■ REQUIRED WORK ■
The line that contains "the white cutting" and all lines following it to the end of the data below: set these down exactly, and nothing besides.

[Stored data]
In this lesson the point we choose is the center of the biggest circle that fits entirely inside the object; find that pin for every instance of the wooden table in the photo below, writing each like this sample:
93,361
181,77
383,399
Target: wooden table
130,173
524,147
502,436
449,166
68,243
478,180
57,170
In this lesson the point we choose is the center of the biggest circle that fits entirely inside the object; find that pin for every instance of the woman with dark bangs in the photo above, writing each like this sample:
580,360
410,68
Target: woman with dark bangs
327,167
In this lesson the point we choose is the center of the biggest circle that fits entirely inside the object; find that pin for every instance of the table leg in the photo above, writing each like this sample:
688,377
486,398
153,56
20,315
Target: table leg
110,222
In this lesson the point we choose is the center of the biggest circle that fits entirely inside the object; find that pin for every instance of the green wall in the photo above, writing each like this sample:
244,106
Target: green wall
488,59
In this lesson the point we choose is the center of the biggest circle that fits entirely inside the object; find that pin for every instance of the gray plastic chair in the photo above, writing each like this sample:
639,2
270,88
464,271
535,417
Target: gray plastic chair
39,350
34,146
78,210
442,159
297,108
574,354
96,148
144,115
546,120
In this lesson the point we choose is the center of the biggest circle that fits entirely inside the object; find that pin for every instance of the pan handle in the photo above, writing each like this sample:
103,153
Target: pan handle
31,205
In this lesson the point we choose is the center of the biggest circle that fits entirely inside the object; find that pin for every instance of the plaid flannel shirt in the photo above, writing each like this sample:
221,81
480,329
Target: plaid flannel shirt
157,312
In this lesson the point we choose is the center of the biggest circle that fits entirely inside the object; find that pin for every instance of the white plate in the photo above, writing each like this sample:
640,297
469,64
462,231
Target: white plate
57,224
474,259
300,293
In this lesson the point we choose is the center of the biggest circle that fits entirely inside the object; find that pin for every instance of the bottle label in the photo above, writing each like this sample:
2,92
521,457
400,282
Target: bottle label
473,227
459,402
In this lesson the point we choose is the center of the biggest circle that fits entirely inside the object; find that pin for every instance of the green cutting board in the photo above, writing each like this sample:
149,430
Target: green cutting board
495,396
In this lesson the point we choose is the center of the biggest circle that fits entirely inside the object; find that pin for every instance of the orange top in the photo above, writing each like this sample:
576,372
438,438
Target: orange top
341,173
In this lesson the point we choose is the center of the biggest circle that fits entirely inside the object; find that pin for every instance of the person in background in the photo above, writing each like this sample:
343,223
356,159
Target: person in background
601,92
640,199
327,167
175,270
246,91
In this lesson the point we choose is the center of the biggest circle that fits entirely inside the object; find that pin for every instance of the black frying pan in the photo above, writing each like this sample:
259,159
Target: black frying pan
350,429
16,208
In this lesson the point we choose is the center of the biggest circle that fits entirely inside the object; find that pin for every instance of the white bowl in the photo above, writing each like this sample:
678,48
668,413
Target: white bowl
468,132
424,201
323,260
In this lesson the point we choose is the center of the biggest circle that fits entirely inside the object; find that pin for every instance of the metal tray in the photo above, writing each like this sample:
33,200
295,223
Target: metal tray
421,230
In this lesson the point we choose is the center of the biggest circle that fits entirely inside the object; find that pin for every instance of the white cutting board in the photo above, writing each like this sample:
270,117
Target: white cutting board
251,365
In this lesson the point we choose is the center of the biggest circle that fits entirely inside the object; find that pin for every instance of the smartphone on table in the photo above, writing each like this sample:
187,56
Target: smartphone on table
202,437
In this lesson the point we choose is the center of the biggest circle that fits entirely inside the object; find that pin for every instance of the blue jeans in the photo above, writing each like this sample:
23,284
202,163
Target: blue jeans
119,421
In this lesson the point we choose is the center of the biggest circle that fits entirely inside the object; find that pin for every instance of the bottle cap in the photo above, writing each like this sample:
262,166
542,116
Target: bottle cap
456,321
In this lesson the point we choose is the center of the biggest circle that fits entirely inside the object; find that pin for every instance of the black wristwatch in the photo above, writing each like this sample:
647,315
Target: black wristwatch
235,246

■ TASK OUTPUT ■
In this lesson the point we choose is the center of the biggest circle that fits entirely inside the object; find that pin for every instance of the white cutting board in the photo above, writing each like this sample:
270,117
Target: white cutting board
251,365
In this lesson the point we choose is the center of the biggest circle that fits entirely inside the object; find that pin for every instance of the smartphone on table in the photo above, writing each like this sample:
187,56
Target: smartphone on table
202,437
In this lesson the point we choose is the center of the biggest circle that fits entirely inside the object; find that pin for every instance of the blue jeans in the photo above, writing each like this sample:
23,284
202,163
Target: blue jeans
119,421
In this lesson the point we choose is the center of the biggest circle that fits entirely inside the object; find that pin for every instance of the bottle cap in the photo above, writing each like this sample:
262,166
542,116
Target: bottle cap
456,321
In this lesson the point we choose is the center of the biggest circle that fits entirely inside the object; find that pin for every instance of the black wristwatch in the photo above, writing each like this sample:
647,315
Target: black wristwatch
235,246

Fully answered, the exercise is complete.